__設問__.
1. 本文で「子の看護休暇は、正社員やパートなど」から始まる段落を、主な事実を残して短くまとめ直してください。
2. 本文のうち「小学校就学の始期に達するまでの子を養育す」から「事業主は、労働者から子の看護休暇の申出があったときは、拒むことができない。」までの部分を、一字も変えずに書き写してください。

__本文__.
====
子の看護休暇とは、6歳までの子を養育する従業員が、怪我、病気、予防接種など、子の世話を行うために取得できる休暇制度です。

「6歳までの子」と書きましたが、法律のとおりに正確に説明すると以下のとおりです。

  • 6歳の誕生日の含まれる年度の3月末日までの子

そして、子の看護休暇は、以下の目的で取得できます。予防接種には、予防接種法に定める定期の予防接種以外のもの、例えばインフルエンザの予防接種も含まれます。

  • 子の体調不良、病気、ケガ
  • 子の通院
  • 乳幼児健診
  • 子の予防接種
育児・介護休業法 第16条の2(子の看護休暇の申出)
小学校就学の始期に達するまでの子を養育する労働者は、1の年度において5労働日(その養育する小学校就学の始期に達するまでの子が2人以上の場合にあっては、十労働日)を限度として、負傷し、若しくは疾病にかかった当該子の世話又は疾病の予防を図るために必要なものとして、当該子の世話を行うための休暇(以下「子の看護休暇」という。)を取得することができる。

そして会社は、従業員から子の看護休暇の申出があった場合、業務の繁忙などを理由に拒むことはできません。

育児・介護休業法 第16条の3(子の看護休暇の申出があった場合における事業主の義務等)
事業主は、労働者から子の看護休暇の申出があったときは、拒むことができない。

子の看護休暇の対象者:申出ができる従業員の条件

子の看護休暇は、正社員やパートなど雇用区分にかかわらず、原則としてすべての従業員が取得できます。ただし、以下に該当する従業員は子の看護休暇の申出ができません。

  1. 日雇い労働者
  2. 入社6か月未満の労働者(労使協定が必要)
  3. 1週間の所定労働日数が2日以下の労働者(労使協定が必要)
====
__データ抜粋__.
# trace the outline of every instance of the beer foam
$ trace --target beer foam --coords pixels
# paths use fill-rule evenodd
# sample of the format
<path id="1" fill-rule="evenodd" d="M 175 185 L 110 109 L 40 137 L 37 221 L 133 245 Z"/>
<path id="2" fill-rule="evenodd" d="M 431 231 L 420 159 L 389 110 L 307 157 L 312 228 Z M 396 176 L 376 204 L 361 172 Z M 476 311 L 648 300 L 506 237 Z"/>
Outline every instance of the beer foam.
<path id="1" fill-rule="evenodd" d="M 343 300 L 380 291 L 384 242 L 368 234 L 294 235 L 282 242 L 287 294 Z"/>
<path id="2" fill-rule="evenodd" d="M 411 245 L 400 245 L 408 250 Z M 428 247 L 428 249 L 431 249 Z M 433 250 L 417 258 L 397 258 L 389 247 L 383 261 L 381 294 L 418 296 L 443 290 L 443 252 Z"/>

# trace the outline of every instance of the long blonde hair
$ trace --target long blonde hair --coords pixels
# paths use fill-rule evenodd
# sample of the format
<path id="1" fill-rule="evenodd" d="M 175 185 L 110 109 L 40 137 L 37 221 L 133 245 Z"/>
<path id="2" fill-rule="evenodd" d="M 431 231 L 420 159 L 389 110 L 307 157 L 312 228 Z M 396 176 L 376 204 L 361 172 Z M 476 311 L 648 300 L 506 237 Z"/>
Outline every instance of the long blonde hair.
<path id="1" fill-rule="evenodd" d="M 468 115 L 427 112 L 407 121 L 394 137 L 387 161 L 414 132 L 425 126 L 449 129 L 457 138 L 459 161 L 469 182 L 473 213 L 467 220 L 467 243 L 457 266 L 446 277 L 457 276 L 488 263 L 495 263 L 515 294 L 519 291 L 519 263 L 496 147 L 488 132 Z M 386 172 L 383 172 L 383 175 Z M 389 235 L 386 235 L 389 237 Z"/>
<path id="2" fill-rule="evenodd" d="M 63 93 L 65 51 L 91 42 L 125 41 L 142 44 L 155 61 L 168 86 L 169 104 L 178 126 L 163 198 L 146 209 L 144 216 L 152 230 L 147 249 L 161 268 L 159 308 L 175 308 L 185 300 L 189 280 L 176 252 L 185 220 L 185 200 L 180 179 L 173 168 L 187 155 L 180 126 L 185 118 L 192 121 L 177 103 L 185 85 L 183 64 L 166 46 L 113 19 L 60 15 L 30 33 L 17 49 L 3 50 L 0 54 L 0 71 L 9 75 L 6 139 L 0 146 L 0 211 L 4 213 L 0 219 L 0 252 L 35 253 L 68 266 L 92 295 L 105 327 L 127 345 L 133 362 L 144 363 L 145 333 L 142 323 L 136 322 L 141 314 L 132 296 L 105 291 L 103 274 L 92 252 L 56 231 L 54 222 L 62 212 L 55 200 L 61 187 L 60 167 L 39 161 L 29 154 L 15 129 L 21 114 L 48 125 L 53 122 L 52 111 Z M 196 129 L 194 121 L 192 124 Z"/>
====
__各設問の解答__.
1. 子の看護休暇は、雇用区分を問わず原則として全従業員が取得できる。ただし、次の労働者は申出ができない。日雇い労働者、入社6か月未満の労働者、1週間の所定労働日数が2日以下の労働者である。後の二つは労使協定が必要となる。

2.
小学校就学の始期に達するまでの子を養育する労働者は、1の年度において5労働日(その養育する小学校就学の始期に達するまでの子が2人以上の場合にあっては、十労働日)を限度として、負傷し、若しくは疾病にかかった当該子の世話又は疾病の予防を図るために必要なものとして、当該子の世話を行うための休暇(以下「子の看護休暇」という。)を取得することができる。

そして会社は、従業員から子の看護休暇の申出があった場合、業務の繁忙などを理由に拒むことはできません。

育児・介護休業法 第16条の3(子の看護休暇の申出があった場合における事業主の義務等)
事業主は、労働者から子の看護休暇の申出があったときは、拒むことができない。